** Task requirements **
Your answer should consist solely of the lines from the one containing "Could you point at the tar" through the end of the entries below, duplicated exactly.

** Source records **

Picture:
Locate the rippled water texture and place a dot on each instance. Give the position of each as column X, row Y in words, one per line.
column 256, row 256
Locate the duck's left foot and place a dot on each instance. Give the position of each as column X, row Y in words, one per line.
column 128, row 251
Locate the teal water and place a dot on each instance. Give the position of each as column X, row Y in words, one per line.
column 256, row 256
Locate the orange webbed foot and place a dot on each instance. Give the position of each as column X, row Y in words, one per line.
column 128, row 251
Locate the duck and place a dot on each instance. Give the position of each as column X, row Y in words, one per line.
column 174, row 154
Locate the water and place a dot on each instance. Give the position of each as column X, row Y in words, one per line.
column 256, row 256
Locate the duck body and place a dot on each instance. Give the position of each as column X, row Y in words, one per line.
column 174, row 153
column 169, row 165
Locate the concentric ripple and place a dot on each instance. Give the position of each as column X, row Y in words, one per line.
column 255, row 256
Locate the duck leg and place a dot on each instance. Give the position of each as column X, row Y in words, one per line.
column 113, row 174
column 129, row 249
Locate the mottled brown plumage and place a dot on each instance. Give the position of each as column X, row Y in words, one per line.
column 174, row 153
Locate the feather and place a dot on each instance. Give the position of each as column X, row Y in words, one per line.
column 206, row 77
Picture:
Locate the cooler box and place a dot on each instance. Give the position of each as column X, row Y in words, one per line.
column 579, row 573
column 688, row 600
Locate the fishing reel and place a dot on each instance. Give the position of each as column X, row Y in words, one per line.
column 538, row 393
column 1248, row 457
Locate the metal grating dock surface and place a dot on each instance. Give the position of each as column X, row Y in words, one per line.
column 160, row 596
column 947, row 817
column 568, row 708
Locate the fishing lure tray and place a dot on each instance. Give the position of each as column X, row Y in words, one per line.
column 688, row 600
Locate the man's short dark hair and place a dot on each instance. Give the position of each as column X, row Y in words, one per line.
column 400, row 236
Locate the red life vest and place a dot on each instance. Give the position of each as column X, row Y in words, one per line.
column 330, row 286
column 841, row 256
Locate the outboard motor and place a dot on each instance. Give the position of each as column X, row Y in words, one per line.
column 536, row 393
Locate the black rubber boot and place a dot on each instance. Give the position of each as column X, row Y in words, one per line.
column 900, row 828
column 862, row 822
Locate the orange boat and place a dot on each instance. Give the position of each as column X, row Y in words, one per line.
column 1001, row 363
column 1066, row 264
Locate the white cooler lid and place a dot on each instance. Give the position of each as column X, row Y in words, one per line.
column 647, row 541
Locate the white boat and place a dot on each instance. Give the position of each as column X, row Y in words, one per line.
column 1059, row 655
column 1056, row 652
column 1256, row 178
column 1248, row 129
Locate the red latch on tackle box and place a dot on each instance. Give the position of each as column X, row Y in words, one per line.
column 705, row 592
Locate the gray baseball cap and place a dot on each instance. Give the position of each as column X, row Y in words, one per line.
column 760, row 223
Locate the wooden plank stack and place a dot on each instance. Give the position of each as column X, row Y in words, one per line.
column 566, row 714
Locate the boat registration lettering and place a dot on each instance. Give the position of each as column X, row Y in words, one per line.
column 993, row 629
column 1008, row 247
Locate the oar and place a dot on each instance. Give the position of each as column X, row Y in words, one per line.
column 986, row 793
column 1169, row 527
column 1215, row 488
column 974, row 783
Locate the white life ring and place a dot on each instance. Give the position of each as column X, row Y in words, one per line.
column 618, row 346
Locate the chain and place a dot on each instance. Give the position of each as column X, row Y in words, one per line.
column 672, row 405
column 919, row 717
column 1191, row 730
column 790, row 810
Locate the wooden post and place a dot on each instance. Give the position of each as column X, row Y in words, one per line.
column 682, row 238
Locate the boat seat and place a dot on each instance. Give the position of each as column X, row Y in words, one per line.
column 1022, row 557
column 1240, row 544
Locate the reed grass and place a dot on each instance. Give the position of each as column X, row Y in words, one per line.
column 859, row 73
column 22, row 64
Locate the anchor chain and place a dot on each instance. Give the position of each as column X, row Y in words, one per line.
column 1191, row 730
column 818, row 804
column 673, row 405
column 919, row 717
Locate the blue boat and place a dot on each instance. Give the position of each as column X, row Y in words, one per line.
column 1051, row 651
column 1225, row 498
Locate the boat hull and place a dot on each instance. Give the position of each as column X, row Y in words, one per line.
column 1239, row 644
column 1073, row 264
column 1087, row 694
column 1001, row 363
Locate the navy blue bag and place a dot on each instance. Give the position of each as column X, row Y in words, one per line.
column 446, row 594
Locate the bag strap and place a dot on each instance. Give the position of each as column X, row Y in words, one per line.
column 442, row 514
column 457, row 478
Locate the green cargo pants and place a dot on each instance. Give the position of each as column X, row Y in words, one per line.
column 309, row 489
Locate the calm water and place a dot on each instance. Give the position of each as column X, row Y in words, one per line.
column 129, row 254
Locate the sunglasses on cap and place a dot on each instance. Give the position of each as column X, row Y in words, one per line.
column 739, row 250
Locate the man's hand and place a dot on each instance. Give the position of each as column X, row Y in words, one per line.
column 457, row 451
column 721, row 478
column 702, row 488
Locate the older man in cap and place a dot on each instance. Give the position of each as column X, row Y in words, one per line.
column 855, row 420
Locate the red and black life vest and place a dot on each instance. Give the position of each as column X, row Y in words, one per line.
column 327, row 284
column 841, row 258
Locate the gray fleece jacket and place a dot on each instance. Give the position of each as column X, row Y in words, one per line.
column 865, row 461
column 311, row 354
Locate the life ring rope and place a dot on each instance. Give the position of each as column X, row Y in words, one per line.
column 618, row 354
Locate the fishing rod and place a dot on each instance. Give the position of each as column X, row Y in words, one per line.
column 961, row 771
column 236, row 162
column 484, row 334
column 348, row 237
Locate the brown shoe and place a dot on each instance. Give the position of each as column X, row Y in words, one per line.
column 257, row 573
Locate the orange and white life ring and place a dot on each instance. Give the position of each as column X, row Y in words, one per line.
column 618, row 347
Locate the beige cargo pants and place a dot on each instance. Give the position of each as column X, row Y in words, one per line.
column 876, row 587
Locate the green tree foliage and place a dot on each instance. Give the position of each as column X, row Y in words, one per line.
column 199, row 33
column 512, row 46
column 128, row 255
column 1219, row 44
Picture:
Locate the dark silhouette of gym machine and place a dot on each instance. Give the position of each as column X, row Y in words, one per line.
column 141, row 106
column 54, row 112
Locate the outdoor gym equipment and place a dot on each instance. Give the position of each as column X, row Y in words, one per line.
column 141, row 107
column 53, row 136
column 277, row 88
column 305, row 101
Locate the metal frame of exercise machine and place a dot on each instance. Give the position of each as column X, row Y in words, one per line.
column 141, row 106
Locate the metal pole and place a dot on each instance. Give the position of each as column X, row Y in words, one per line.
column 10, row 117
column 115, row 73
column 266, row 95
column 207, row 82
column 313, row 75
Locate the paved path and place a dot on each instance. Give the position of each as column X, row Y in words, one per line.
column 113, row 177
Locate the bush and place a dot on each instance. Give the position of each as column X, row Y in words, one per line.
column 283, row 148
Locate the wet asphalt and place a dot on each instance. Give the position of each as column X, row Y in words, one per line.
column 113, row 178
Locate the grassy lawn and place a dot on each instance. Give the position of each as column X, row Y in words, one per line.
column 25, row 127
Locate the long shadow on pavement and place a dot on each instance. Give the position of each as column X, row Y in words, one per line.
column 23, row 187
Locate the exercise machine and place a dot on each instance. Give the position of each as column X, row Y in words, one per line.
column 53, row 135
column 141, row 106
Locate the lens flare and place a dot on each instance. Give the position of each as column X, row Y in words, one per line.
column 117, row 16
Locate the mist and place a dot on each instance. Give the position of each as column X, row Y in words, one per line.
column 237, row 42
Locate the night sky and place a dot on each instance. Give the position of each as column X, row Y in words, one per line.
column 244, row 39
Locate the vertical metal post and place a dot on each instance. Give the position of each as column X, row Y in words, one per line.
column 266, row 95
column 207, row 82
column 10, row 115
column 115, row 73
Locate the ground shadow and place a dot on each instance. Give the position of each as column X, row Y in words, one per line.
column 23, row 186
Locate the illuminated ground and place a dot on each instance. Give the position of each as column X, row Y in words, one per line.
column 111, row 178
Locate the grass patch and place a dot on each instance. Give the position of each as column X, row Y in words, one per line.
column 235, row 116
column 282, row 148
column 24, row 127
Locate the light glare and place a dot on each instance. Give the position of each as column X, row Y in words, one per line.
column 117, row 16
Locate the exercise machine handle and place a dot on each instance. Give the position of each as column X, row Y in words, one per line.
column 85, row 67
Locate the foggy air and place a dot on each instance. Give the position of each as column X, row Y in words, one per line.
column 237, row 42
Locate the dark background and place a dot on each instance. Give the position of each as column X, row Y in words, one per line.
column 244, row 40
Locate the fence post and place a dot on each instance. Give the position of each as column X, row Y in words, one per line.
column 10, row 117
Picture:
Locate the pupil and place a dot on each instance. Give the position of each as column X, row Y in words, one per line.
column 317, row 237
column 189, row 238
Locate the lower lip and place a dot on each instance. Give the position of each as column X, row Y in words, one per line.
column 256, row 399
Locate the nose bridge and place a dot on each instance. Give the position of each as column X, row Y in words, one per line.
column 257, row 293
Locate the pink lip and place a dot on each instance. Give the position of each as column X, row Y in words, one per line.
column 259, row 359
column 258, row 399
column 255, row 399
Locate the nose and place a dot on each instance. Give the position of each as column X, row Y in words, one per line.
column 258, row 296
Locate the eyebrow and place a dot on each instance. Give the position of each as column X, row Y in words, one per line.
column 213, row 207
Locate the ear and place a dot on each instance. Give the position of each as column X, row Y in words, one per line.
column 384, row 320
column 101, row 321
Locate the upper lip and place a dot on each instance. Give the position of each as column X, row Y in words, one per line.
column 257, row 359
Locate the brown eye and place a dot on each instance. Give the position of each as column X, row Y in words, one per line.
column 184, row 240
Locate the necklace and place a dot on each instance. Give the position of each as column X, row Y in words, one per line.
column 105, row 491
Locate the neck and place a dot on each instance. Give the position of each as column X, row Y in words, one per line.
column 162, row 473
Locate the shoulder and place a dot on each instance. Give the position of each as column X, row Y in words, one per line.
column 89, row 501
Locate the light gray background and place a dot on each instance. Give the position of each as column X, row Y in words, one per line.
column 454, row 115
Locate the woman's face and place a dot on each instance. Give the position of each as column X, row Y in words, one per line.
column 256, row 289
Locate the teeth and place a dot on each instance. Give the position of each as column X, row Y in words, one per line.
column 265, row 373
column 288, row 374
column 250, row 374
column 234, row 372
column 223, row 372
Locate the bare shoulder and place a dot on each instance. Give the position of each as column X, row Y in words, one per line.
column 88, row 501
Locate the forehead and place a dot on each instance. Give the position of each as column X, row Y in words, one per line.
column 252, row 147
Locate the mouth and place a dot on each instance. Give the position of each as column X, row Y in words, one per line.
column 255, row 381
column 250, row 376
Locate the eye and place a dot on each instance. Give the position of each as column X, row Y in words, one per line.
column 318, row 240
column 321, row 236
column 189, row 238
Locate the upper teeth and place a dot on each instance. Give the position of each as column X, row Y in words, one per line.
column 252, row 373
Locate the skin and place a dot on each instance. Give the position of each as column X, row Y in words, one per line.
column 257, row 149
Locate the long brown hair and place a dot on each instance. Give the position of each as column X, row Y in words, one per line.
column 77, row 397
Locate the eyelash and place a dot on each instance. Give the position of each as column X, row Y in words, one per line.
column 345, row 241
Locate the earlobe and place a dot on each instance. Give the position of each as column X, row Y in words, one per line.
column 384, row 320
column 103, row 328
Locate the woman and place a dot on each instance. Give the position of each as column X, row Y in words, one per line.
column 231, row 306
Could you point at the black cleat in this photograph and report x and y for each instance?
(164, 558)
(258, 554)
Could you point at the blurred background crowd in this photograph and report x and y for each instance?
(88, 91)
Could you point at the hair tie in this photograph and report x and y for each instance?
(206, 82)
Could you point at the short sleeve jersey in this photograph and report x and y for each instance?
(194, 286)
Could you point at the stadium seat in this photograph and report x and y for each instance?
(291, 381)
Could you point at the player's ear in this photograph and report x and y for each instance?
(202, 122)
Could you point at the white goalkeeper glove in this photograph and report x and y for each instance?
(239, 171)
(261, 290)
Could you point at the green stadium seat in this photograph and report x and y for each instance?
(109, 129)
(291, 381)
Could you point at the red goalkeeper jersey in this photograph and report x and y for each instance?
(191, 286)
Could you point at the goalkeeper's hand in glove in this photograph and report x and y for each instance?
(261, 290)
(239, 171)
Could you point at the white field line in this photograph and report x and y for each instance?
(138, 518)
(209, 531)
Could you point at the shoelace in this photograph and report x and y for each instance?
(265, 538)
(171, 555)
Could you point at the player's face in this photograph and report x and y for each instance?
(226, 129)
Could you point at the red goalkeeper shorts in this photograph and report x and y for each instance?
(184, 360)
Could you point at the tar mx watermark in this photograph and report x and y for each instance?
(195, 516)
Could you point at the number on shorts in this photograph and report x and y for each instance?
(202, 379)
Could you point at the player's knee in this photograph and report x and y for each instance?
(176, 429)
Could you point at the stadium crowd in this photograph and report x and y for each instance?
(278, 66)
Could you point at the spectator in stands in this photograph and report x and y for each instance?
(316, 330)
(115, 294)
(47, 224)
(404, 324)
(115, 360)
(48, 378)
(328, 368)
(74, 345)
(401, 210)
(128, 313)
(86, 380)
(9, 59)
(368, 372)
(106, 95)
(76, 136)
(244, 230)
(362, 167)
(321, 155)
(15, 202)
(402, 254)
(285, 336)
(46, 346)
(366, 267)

** Response box **
Could you point at the tar mx watermark in this photograph and report x and y for each instance?
(195, 516)
Could you point at the number on shorts in this photograph and report x and y for each instance?
(202, 379)
Could you point at the player's knee in this photograph and report x and y for each instance?
(176, 429)
Could you point at the stadium crowd in this photograph and report x and y for each instance?
(278, 66)
Could you point at the spectator in stands in this photograph and report x and y for each instance?
(316, 330)
(115, 294)
(47, 224)
(404, 324)
(115, 360)
(48, 378)
(328, 368)
(74, 345)
(401, 210)
(128, 313)
(86, 380)
(9, 59)
(368, 372)
(106, 95)
(76, 136)
(244, 230)
(362, 167)
(321, 155)
(15, 202)
(402, 254)
(285, 336)
(46, 346)
(366, 267)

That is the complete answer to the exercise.